## WHAT YOU ARE ASKED TO DO
The data should be restated word for word, in full.

## THE RECORDS
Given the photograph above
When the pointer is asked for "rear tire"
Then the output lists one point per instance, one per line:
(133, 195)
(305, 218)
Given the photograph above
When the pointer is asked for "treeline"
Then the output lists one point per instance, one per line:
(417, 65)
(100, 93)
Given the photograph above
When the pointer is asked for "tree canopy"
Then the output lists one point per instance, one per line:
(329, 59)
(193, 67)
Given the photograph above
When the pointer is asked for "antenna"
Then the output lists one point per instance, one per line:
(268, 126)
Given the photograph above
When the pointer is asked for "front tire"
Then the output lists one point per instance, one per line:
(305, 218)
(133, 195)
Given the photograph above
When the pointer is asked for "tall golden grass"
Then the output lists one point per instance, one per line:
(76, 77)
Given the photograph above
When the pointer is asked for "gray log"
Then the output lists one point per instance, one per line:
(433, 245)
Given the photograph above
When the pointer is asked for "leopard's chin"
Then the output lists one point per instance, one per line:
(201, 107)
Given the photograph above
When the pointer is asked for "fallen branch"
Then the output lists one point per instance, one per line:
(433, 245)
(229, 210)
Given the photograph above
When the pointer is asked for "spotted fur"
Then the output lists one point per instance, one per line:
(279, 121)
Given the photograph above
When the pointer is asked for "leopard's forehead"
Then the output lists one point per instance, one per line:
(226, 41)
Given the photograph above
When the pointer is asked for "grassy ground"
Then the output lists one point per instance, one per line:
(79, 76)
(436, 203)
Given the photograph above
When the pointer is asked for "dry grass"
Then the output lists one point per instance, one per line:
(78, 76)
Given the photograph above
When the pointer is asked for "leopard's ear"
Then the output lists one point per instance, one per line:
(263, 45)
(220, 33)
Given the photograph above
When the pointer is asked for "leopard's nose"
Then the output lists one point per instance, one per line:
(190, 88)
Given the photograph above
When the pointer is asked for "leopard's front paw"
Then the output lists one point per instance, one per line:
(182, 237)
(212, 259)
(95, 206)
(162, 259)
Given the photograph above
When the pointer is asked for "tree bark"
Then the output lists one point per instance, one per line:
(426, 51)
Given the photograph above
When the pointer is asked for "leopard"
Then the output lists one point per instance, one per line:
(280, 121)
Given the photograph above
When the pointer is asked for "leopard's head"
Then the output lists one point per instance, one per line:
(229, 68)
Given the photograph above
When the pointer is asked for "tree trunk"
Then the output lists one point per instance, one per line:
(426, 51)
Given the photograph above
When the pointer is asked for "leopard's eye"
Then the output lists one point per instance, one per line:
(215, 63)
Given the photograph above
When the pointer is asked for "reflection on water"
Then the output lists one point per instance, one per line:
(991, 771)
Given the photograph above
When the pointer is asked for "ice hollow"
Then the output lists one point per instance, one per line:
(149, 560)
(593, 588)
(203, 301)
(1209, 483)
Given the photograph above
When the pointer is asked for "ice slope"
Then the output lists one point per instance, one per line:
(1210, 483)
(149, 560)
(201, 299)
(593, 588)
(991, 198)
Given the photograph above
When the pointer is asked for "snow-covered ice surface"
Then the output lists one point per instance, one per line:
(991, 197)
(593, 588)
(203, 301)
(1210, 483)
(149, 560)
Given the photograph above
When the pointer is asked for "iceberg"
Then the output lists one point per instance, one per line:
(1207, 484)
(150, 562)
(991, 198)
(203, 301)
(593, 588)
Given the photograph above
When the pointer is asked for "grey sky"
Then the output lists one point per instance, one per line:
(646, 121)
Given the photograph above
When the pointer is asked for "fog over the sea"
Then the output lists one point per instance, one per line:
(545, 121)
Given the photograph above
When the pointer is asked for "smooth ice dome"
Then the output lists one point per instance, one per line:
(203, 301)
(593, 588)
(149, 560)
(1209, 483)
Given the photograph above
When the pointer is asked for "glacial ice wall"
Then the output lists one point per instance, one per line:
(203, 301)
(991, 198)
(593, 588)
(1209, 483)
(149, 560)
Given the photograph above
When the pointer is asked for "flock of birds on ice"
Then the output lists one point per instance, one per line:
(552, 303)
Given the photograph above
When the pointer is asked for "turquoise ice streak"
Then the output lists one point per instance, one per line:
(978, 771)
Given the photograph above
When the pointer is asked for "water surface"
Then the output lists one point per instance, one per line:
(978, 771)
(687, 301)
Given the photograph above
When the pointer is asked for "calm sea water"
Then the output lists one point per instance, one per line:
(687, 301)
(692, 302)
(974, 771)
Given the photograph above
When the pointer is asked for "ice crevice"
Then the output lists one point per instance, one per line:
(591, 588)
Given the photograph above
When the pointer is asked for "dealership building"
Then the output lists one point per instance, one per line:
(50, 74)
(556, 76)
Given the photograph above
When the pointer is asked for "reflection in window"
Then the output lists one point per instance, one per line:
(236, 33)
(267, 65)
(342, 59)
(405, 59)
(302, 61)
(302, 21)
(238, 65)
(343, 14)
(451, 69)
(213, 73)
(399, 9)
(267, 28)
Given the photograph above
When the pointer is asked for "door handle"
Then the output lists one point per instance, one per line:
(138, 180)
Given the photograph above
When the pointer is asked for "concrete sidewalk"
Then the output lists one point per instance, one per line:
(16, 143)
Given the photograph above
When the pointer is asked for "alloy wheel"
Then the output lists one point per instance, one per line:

## RESULT
Given the photograph above
When the pointer is asked for "rear tire"
Then the output lists one point per instance, one per line:
(133, 195)
(305, 218)
Given the photograph above
When the pointer is asked for "treeline"
Then the output lists one point per instance, one per line:
(417, 65)
(100, 93)
Given the photograph above
When the pointer is asked for "tree canopy"
Then the output lists one point per instance, one per line:
(329, 59)
(193, 67)
Given the photograph above
When the pointer is asked for "antenna"
Then the output lists one point per instance, one per line:
(268, 126)
Given the photograph above
When the pointer is asked for "front tire"
Then the output lists one point per instance, one per line:
(305, 218)
(133, 195)
Given the photograph above
When the pointer is asked for "tall golden grass"
Then the output lists one point per instance, one per line:
(76, 77)
Given the photograph above
When the pointer is asked for "gray log"
Then the output lists one point per instance, one per line:
(433, 245)
Given the photograph above
When the pointer is asked for "leopard's chin"
Then the output lists one point per instance, one per line:
(201, 107)
Given the photograph above
When the pointer is asked for "fallen branch"
Then the output lists one point per instance, one per line:
(433, 245)
(229, 210)
Given the photograph above
When the pointer is asked for "spotted fur"
Then the output lists one point per instance, one per line:
(279, 121)
Given the photograph above
When the pointer is asked for "leopard's forehead"
Then the output lists one point per instance, one per line:
(226, 41)
Given the photograph above
When the pointer is asked for "grassy ground"
Then the output lists one point per instance, one per line:
(79, 76)
(436, 203)
Given the photograph above
When the pointer is asked for "dry grass"
Then the output lists one point per instance, one per line:
(78, 76)
Given the photograph above
When the pointer is asked for "leopard's ear"
Then the output lists one point per instance, one per line:
(263, 45)
(220, 33)
Given the photograph above
When the pointer is asked for "leopard's nose"
Then the output lists one point per instance, one per line:
(190, 88)
Given the photograph above
When the pointer is asked for "leopard's front paw"
Then the output lists one point per instance, one per line:
(182, 237)
(212, 259)
(95, 206)
(162, 259)
Given the photograph above
When the pointer is asked for "tree bark"
Then the output lists one point per instance, one per line:
(426, 51)
Given the photograph above
When the pointer is asked for "leopard"
Then the output lists one point per instance, one per line:
(280, 121)
Given the photograph above
When the pointer is asked for "leopard's head"
Then the output lists one point per instance, one per line:
(229, 68)
Given the photograph above
When the pointer is asked for "tree trunk"
Then the output lists one point per instance, one per line:
(426, 51)
Given the photograph above
When the pointer is asked for "leopard's eye"
Then the output lists one point per instance, one per line:
(215, 63)
Given the photograph above
When the pointer is asked for "reflection on water"
Then the output lists one point per instance, one per line:
(991, 771)
Given the photograph above
When the pointer is asked for "ice hollow"
Then the output lists one point per instance, one per line:
(149, 560)
(593, 588)
(203, 301)
(1209, 483)
Given the photograph above
When the pointer is asked for "ice slope"
Then the output lists one point per instance, one per line:
(1210, 483)
(149, 560)
(201, 299)
(593, 588)
(991, 198)
Given the photograph above
When the pointer is asked for "snow-covered ice surface"
Then the output lists one point per instance, one per line:
(991, 197)
(593, 588)
(203, 301)
(1210, 483)
(149, 560)
Given the photograph above
When the pointer is asked for "iceberg"
Then the output lists one point per instance, one per line:
(1207, 484)
(150, 562)
(991, 198)
(203, 301)
(593, 588)
Given the photograph above
When the pointer is asked for "grey sky"
Then the output lists one point per instance, one per line:
(646, 121)
Given the photograph above
When the pointer is asked for "fog over the sea"
Then the output lists one point per instance, one per line:
(545, 121)
Given the photograph above
When the pointer is asked for "smooth ice dome"
Then the output lists one point per instance, one per line:
(203, 301)
(593, 588)
(149, 560)
(1209, 483)
Given the photograph above
When the pointer is asked for "glacial ice wall"
Then the output lists one point per instance, one per line:
(203, 301)
(991, 198)
(593, 588)
(1209, 483)
(149, 560)
Given the photograph above
When the pointer is asked for "flock of birds on ice"
Then the output lists one point per instance, one per line:
(552, 303)
Given the photograph above
When the pointer is asked for "turquoise ice streak"
Then the output lists one point per instance, one per line:
(978, 771)
Given the photograph above
When the pointer is asked for "water surface"
Then the output lists one point per instance, one per line:
(978, 771)
(687, 301)
Given the photograph above
When the pointer is asked for "calm sea water"
Then the output lists one point per instance, one per line:
(687, 301)
(692, 302)
(974, 771)
Given the photograph above
When the pointer is asked for "ice crevice"
Then the output lists one point per instance, one per line:
(591, 588)
Given the photograph above
When the pointer is asked for "dealership building"
Then the output lists one point per instance, one per line:
(50, 74)
(556, 76)
Given the photograph above
When the pointer is asked for "reflection in window"
Then the output lists one point per instance, one per line:
(236, 33)
(267, 65)
(342, 59)
(405, 59)
(302, 61)
(302, 21)
(238, 65)
(343, 14)
(451, 69)
(213, 73)
(399, 9)
(267, 28)
Given the photograph above
When the pointer is asked for "door handle"
Then the output lists one point per instance, one per line:
(138, 180)
Given the photograph above
When the pointer is asked for "concrete sidewalk"
Then the output lists one point per instance, one per line:
(16, 143)
Given the photograph above
When the pointer is asked for "alloy wheel"
Then the output lists one point per instance, one per line:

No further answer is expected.